You’re putting God in a box of your own making. You don’t understand the concept of God being outside of time, therefore it can’t be true.
So if you don’t understand something any explanation must be wrong? I’m using an analogy. I think it’s as close as we’re going to get as regards your idea of God and time. If you have a better one then please offer it. It may help solve the problem.

If you don’t then we’ll have to do with what we’ve got.
 
What you bring up is an age-old question about human freedom and God’s divine foreknowledge.

Does God knowing that I will do X at time T negate my personal freedom to choose X at time T?
I keep rejecting this. It’s not that you don’t have a choice. It’s not that you are compelled to one decision. But if God knows what you are going to do then it’s not that you must do it, it’s that you will not do anything other.

That, to me personally, does not match the concept of free will as I understand it. Your mileage may vary.

---*---

PROBLEMS AND TASKS:
**1)** Answer these questions about the discussion of God and free will, one line each:
(a) What concept is one person said not to understand in the opening lines?
(b) What age-old question does the discussion say has been raised?
(c) Which question about knowing X at time T is posed?
**2)** In the discussion of God and free will, shorten the paragraph that begins "So if you don't understand something" while keeping its main points.
**3)** Write the next part of the discussion of God and free will, picking up after its final line.

---*---

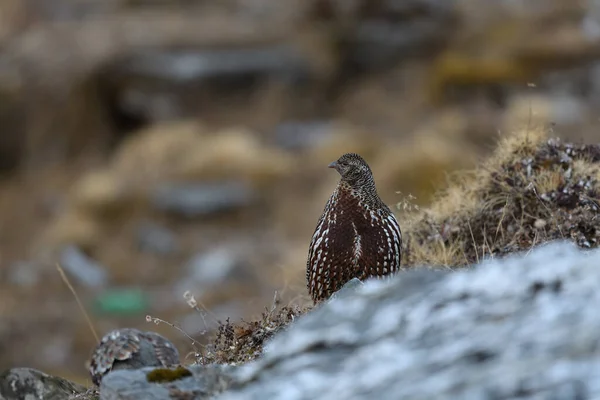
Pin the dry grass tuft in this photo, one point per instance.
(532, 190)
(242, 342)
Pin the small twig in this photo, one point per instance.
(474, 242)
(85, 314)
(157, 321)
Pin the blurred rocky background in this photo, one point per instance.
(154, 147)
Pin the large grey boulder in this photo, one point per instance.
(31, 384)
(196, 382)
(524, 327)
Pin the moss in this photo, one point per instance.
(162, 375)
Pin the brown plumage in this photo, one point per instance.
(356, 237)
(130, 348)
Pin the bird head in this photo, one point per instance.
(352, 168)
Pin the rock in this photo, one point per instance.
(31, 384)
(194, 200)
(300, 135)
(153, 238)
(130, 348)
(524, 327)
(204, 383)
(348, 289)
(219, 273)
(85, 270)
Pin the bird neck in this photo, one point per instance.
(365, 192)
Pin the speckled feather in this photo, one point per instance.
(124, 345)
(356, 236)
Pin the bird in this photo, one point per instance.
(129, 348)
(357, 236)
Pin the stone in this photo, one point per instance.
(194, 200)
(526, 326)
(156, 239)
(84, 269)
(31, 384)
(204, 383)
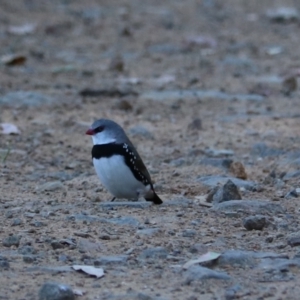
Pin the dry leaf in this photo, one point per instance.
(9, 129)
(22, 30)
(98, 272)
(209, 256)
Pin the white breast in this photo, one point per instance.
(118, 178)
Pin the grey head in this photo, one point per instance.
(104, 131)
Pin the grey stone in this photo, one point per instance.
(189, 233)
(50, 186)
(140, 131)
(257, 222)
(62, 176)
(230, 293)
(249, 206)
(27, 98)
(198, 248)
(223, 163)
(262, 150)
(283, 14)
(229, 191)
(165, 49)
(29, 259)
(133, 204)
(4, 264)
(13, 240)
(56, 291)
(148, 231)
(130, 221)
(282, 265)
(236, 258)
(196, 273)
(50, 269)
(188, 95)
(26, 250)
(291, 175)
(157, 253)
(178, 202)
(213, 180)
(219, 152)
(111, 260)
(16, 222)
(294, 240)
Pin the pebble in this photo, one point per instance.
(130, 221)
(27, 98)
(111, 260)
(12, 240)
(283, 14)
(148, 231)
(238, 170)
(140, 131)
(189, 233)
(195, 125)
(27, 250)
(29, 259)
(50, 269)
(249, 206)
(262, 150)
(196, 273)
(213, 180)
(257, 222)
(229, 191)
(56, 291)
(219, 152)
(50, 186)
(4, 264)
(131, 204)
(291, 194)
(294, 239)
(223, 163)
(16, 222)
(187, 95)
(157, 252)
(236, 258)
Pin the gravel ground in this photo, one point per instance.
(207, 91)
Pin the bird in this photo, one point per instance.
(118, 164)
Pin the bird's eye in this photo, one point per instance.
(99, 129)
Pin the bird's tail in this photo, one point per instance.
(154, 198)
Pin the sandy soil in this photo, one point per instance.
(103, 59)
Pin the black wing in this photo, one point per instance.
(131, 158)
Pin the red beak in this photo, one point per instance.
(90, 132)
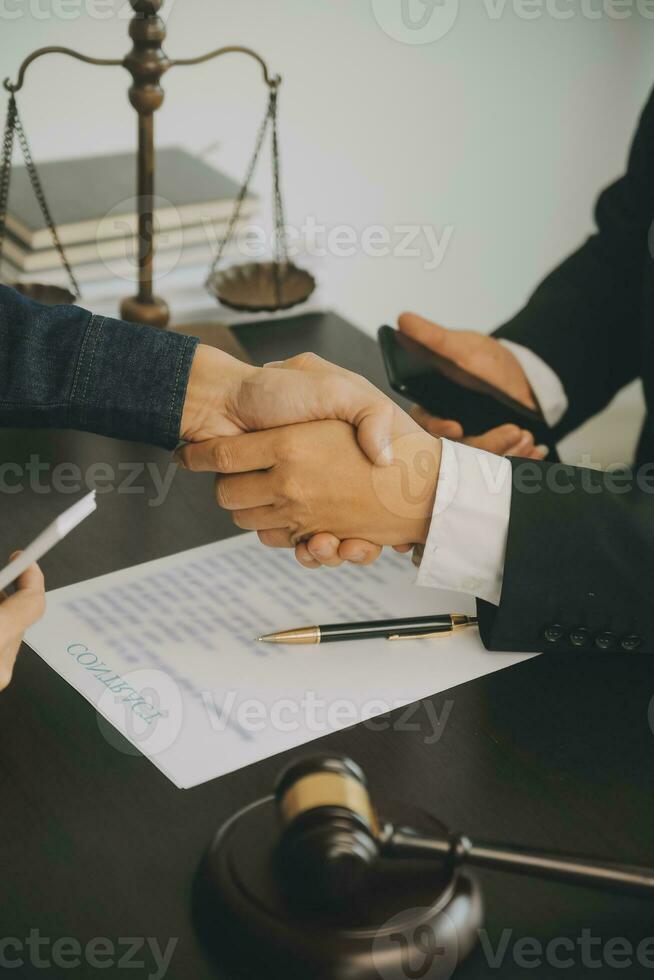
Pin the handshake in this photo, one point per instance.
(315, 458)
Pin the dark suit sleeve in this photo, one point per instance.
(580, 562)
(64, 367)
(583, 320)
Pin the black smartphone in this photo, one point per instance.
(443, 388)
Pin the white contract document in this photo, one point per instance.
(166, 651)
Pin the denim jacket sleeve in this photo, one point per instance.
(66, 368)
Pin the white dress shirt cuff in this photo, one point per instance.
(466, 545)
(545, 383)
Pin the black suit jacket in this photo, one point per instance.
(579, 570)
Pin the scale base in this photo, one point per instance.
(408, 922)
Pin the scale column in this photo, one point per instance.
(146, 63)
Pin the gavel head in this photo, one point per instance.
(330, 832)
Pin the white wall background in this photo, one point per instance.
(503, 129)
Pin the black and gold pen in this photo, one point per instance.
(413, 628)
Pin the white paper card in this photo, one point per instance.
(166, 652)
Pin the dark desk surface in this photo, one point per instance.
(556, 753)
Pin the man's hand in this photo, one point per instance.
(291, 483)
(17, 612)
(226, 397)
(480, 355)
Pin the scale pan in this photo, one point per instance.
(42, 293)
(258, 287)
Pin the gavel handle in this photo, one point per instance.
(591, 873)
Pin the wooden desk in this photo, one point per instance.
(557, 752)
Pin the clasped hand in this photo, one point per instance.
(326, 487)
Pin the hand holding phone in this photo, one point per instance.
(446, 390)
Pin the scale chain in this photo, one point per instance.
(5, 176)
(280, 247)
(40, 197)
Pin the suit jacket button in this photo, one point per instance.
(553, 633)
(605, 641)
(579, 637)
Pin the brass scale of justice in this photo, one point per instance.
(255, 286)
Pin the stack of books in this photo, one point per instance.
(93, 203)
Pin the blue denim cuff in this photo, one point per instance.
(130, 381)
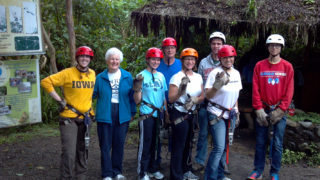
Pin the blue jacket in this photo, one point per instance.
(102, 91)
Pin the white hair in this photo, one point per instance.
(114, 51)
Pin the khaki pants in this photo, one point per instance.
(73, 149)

---*---

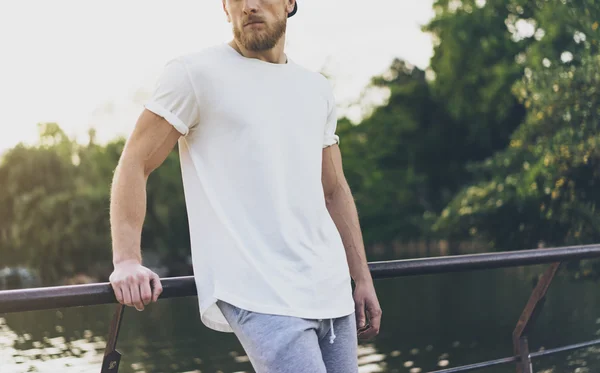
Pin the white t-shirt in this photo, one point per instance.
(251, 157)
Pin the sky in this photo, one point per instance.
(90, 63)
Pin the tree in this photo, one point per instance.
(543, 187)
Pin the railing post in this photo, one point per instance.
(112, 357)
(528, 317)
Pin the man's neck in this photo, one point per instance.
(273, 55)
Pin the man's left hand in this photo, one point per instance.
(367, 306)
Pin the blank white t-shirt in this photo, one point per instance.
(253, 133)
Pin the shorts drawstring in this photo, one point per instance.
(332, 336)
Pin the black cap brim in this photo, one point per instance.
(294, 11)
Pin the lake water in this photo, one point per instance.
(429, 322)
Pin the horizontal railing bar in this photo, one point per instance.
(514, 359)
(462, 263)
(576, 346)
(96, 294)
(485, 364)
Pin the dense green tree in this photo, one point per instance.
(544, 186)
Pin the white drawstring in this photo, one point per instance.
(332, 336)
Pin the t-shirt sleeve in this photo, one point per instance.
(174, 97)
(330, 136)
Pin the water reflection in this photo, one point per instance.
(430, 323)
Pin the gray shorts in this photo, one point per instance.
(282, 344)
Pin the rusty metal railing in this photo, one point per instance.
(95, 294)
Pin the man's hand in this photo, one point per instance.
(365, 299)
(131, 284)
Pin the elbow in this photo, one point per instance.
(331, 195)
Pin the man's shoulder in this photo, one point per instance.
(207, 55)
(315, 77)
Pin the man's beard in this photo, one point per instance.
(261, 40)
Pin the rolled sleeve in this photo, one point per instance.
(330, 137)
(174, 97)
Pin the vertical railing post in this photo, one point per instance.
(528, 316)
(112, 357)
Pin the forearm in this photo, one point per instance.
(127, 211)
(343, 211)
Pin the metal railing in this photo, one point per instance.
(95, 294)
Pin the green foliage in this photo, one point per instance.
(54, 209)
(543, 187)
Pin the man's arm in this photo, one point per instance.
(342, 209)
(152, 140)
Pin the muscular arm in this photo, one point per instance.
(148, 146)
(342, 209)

---*---

TASK-BY-TASK ANSWERS:
**1)**
(a) The concept of God being outside of time.
(b) The question of human freedom and God's divine foreknowledge.
(c) Does God knowing that I will do X at time T negate my personal freedom to choose X at time T?

**2)** Not understanding something doesn't mean every explanation of it is wrong. The analogy is offered as the closest fit to the other person's idea of God and time. If they have a better one, they should share it, since it might help solve the problem.

**3)**
It is worth noting that there are different conceptions of free will. Typically when we discuss free will, I’d argue that most people think about libertarian free will, which is absolute freedom to choose or choose otherwise. There is another side of free will in the compatibilist camp. I find this position to be particularly interesting. If we look at a purely scientific study of human cognition, we do see a deterministic picture of free will. However, free will isn’t something that we can actually measure on an objective scale. Rather, it seems to be a subjective phenomenon. Perhaps we ought to make a distinction between the objective and subjective realms of human freedom and decide where free will actually belongs.
 
Just because I know that my child isn’t going to eat her broccoli at dinner tonight, doesn’t mean that she isn’t choosing not to eat her broccoli.
 
God is all-knowing. It would be impossible for God to NOT know how you are going to act. But His knowing doesn’t preclude you from acting any way you wish. He has knowledge of our choices. He doesn’t choose for us.
 
And why don’t we wait for @Latin to weigh in himself so we both know what he really means?
We FREELY will what God wills us to will, and we FREELY do what God wills and causes us to do.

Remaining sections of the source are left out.